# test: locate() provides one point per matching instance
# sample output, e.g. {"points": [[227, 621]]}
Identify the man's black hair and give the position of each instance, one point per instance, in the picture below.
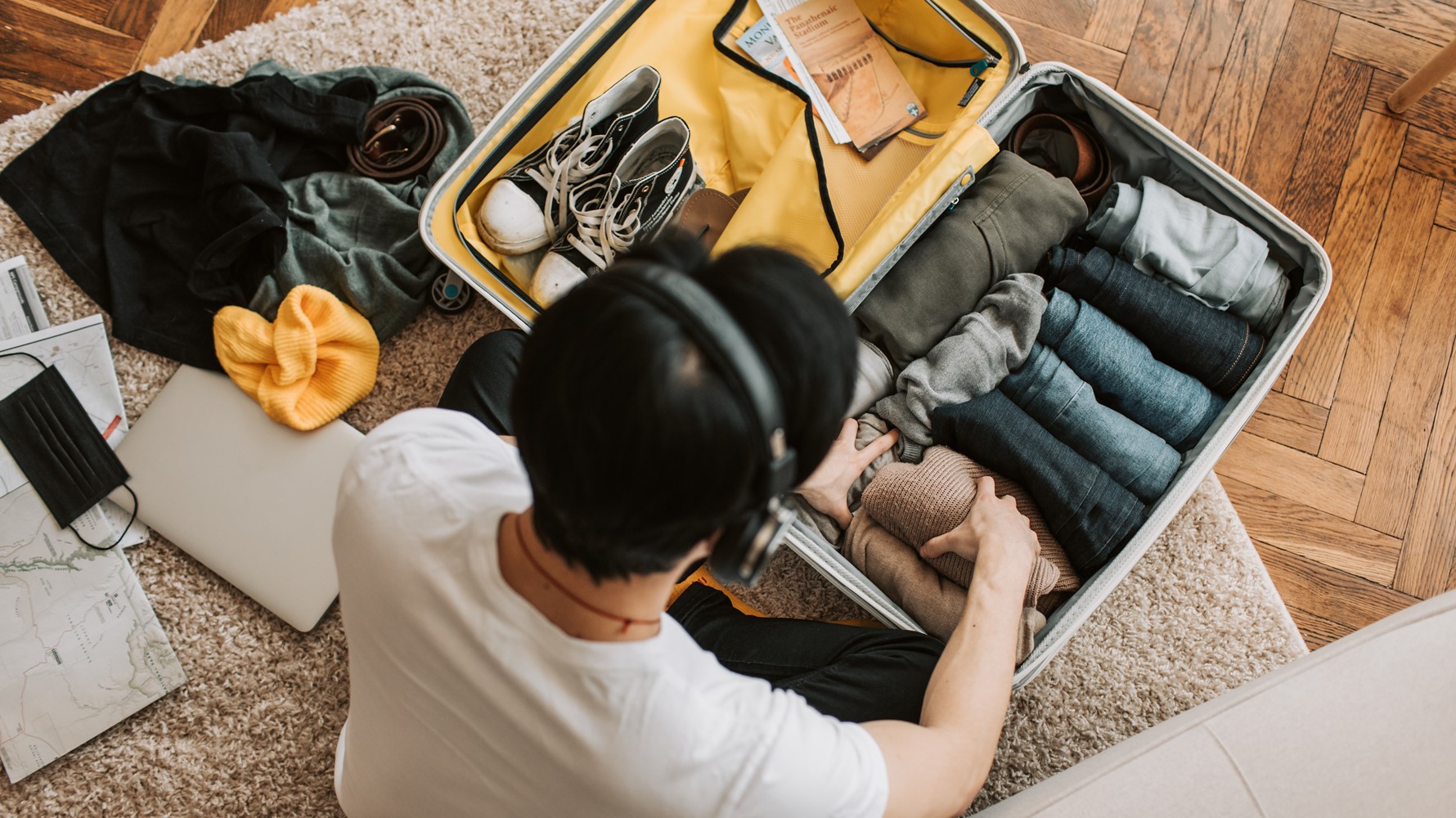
{"points": [[634, 446]]}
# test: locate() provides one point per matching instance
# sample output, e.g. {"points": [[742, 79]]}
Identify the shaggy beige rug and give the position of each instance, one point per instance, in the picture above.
{"points": [[252, 732]]}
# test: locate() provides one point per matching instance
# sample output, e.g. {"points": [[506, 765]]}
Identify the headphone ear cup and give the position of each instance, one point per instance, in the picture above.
{"points": [[746, 545]]}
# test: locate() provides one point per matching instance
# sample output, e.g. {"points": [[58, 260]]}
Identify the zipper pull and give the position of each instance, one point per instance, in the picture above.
{"points": [[976, 82]]}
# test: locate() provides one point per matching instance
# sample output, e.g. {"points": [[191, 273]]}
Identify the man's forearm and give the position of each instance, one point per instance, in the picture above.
{"points": [[937, 767], [972, 685]]}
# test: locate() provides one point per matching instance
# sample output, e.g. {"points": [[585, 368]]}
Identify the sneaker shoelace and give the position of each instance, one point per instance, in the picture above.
{"points": [[565, 164], [604, 231]]}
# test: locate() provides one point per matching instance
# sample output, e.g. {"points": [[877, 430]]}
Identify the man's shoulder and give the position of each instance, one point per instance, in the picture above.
{"points": [[433, 461]]}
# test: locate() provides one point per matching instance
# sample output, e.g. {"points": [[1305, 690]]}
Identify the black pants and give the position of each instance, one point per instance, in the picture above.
{"points": [[855, 674]]}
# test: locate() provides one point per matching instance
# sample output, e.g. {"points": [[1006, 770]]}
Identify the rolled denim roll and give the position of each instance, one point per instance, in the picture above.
{"points": [[1215, 347], [1125, 373], [1086, 510], [1065, 405]]}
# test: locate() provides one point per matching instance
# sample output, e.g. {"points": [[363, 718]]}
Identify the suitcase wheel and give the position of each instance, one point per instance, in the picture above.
{"points": [[449, 294]]}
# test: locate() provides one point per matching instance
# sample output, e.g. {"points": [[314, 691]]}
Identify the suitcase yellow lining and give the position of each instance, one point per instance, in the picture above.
{"points": [[750, 130]]}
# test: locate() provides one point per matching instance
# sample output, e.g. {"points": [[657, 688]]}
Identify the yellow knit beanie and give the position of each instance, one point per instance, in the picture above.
{"points": [[308, 367]]}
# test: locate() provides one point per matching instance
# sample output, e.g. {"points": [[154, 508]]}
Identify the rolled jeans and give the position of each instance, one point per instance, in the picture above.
{"points": [[1215, 347], [1065, 405], [1125, 373], [1085, 508], [855, 674]]}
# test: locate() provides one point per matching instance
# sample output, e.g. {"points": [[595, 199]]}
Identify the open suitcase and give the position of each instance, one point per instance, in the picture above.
{"points": [[853, 218]]}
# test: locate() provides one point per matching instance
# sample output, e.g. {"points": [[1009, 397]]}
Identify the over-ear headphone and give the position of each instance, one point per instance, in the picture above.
{"points": [[750, 539]]}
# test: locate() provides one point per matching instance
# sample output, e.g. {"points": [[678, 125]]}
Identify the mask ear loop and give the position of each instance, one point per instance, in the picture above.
{"points": [[136, 504]]}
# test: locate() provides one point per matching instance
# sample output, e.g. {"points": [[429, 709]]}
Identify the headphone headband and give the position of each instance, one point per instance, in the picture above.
{"points": [[731, 354], [744, 545]]}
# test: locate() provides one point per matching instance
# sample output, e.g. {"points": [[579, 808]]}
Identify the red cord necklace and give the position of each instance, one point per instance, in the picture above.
{"points": [[627, 622]]}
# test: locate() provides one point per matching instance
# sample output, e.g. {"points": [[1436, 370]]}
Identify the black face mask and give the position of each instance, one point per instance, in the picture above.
{"points": [[52, 440]]}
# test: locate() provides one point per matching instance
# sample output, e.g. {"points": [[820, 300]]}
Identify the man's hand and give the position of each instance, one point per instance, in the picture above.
{"points": [[993, 534], [827, 488]]}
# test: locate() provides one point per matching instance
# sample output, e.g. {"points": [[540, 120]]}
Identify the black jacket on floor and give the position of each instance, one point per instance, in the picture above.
{"points": [[165, 203]]}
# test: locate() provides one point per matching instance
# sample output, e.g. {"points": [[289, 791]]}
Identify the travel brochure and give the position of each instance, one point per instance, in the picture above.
{"points": [[855, 86]]}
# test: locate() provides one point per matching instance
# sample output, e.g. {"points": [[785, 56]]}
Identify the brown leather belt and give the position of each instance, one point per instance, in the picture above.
{"points": [[1092, 171], [402, 137]]}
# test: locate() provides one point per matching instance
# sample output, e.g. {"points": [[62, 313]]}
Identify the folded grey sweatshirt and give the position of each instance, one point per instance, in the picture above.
{"points": [[1211, 257], [980, 349]]}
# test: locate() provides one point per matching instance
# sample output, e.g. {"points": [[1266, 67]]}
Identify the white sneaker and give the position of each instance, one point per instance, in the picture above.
{"points": [[615, 211], [528, 205]]}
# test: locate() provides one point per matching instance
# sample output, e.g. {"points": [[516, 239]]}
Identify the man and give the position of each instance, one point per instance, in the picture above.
{"points": [[509, 653]]}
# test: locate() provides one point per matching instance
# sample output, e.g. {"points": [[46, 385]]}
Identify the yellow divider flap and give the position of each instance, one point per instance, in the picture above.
{"points": [[752, 130]]}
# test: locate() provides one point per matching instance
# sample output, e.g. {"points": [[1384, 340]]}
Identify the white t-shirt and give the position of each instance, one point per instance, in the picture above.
{"points": [[466, 700]]}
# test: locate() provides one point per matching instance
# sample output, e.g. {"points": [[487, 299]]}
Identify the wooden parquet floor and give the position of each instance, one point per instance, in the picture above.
{"points": [[1346, 478]]}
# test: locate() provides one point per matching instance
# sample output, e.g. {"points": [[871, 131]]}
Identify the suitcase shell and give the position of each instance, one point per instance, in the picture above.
{"points": [[853, 267]]}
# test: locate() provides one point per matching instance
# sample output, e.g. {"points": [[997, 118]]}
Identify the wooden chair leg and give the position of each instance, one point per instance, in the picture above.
{"points": [[1424, 80]]}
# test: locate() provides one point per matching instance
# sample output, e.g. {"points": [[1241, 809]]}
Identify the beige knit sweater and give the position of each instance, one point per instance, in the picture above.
{"points": [[918, 502]]}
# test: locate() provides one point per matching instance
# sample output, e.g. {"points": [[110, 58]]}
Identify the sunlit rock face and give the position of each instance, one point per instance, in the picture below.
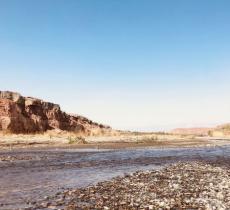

------------------------------------------------------------------------

▶ PROBLEM DETAILS: An exact copy of every entry, minus the pictures, is what you should return.

▶ TASK RESPONSE:
# test: locate() provides one point per matching instance
# sample output, e.g. {"points": [[227, 621]]}
Identify the man's black hair and give the position of each instance, one point per instance, in the picture below.
{"points": [[634, 446]]}
# test: locate() provides one point per matching instance
# sample output, e.g. {"points": [[742, 79]]}
Identify the shaggy beige rug and give the position of each instance, one point per instance, in the picture above.
{"points": [[252, 732]]}
# test: locate() provides one point per matching instance
# sample output, e.g. {"points": [[506, 765]]}
Identify the headphone ear cup and give the position of each instance, one point per instance, in the picture above.
{"points": [[746, 545]]}
# test: locate() provides one point per matching instance
# sample output, e.g. {"points": [[58, 260]]}
Identify the zipper pull and give the position of each instance, one point per instance, in the picture above.
{"points": [[976, 82]]}
# test: locate() provides one point per matching instance
# sample output, e.g. {"points": [[191, 273]]}
Identify the man's forearm and give the position of each instance, one point per instance, in the picture above.
{"points": [[937, 767], [972, 685]]}
# test: locate() provides one point per matching instance
# sample output, e.g. {"points": [[585, 368]]}
Identify the sneaker shoelace and give the position of each instance, one point per instance, in the picture above.
{"points": [[565, 164], [604, 231]]}
# test: locate() provides one point per matching instance
# sample output, e.g. {"points": [[877, 430]]}
Identify the man's shoulder and give the position of each instance, one point per instance, in the picture above.
{"points": [[433, 461]]}
# test: locate() provides one point per matching instance
# sample output, e.g. {"points": [[1305, 690]]}
Identify the black pants and give the position of each instance, one point per instance, in the picture above.
{"points": [[855, 674]]}
# test: locate() provides one point per matching instance
# sample output, e.g. {"points": [[1006, 770]]}
Identify the rolled denim roll and give the position of each instance, one point per instance, in the picture above.
{"points": [[1215, 347], [1125, 373], [1086, 510], [1065, 405]]}
# test: locate() provides one point per matching instance
# sample output, e.g. {"points": [[363, 718]]}
Identify the suitcase wheel and give the position of each instance, one point per instance, in the picture above.
{"points": [[449, 294]]}
# test: locate() provides one point per matching instance
# sample output, e.g. {"points": [[314, 691]]}
Identify the suitcase yellow lining and give the position of each instance, one point per instance, in the picture above.
{"points": [[750, 130]]}
# test: locate() provides one point per matching instance
# sample output, e.g. {"points": [[657, 688]]}
Identify the yellow knit beanie and give the position of each instance, one point per instance, in the picture above.
{"points": [[308, 367]]}
# test: locate() provides one point per matching instance
# sample output, e.g. {"points": [[154, 508]]}
Identify the rolled jeans and give the position of each instance, one point per instance, in the picture above.
{"points": [[1215, 347], [1065, 405], [1125, 373], [1085, 508], [855, 674]]}
# test: locate() provides one point per matching instance
# sample output, e.g. {"points": [[595, 199]]}
Identify the open suitcase and give the position of each instance, one point per instance, in the picture above.
{"points": [[853, 218]]}
# test: locate() provides one point per matching instance
# sample output, e.g. {"points": [[1009, 397]]}
Identify the over-ear headphone and give the position of each instance, one point per instance, in the picture above.
{"points": [[750, 539]]}
# test: locate() provides one point per matching instance
# sample output, e.g. {"points": [[678, 125]]}
Identify the mask ear loop and give the position of each instance, one point per instance, in the picture above.
{"points": [[136, 504]]}
# test: locate() provides one point per matching instance
# sample output, e.g. {"points": [[429, 709]]}
Identify the headphone headband and give the position of each instance, one point per instance, in the picture above.
{"points": [[731, 354], [744, 545]]}
# test: locate() provides one point per matching instance
# sample output, e.g. {"points": [[579, 808]]}
Identify the red cord necklace and give the position of each instance, one point per instance, in the picture above.
{"points": [[627, 622]]}
# test: locate() provides one point per matching instance
# sample output, e.g. {"points": [[1436, 370]]}
Identify the black face mask and give the position of each instance, one point per instance, in the picture above.
{"points": [[52, 440]]}
# test: locate() provides one point per matching instance
# sample output, e.g. {"points": [[820, 300]]}
Identify the man's hand and give the position of each instance, one point per instance, in the picture above.
{"points": [[993, 534], [827, 488]]}
# test: locate() provides one point per matching instance
# sample output, e.g. {"points": [[540, 120]]}
Identify the black jacket on floor and give the position of each instance, one point per instance, in the picture above.
{"points": [[165, 203]]}
# test: locate() provides one point per matching instance
# sample output, e.g. {"points": [[289, 791]]}
Identify the travel brochure and give the position of each instance, one point per instance, in the picture above.
{"points": [[855, 86]]}
# test: locate() provides one point per matching instance
# sample output, e.g. {"points": [[785, 56]]}
Identify the brown leather belt and give the position of each instance, one point per instance, in the picture above.
{"points": [[1092, 171], [402, 137]]}
# test: locate() provides one point per matching instance
# sample output, e.g. {"points": [[62, 313]]}
Identify the folded grey sweatshirt and give the position of each instance, one point per instance, in the picture above.
{"points": [[1211, 257], [980, 349]]}
# test: locate() provides one point per matching instance
# sample output, e.g. {"points": [[1266, 67]]}
Identify the white sneaker and give the position of each instance, one point per instance, in the picture above.
{"points": [[615, 211], [528, 205]]}
# test: locate() provides one point per matching instance
# sample output, e.g. {"points": [[516, 239]]}
Identify the man and give the position of each instance, one point per instance, in the picture above.
{"points": [[509, 653]]}
# test: locate() provides one point per matching instance
# sample output, e.g. {"points": [[46, 385]]}
Identify the yellow divider flap and give the position of each instance, one point per instance, in the picture above.
{"points": [[752, 130]]}
# test: locate() provides one point per matching instance
# sample output, e.g. {"points": [[1384, 340]]}
Identify the white t-shirt and give the position of each instance, one point per instance, in the picture above.
{"points": [[466, 700]]}
# test: locate() provides one point per matching instance
# sample output, e.g. {"points": [[487, 299]]}
Identify the wooden parquet floor and give the position of each instance, one point per instance, in the picture above.
{"points": [[1346, 478]]}
# test: locate() provides one point per matching instance
# sample output, e.g. {"points": [[871, 131]]}
Identify the suitcase shell and give the position of each instance, one point per instance, in the picture above.
{"points": [[853, 267]]}
# test: locate() provides one point per matching instance
# sample output, e.g. {"points": [[997, 118]]}
Identify the wooden chair leg and give the position of each instance, one point per instance, in the picture above.
{"points": [[1424, 80]]}
# test: locate() provides one point per matching instance
# sample output, e.g. {"points": [[1241, 809]]}
Identify the beige knit sweater and give the position of each instance, one point per instance, in the picture above.
{"points": [[918, 502]]}
# test: locate() provides one point per matching instance
# sample output, e.g. {"points": [[110, 58]]}
Identify the sunlit rock face and give the position of each instance, one point per instance, in the picture below.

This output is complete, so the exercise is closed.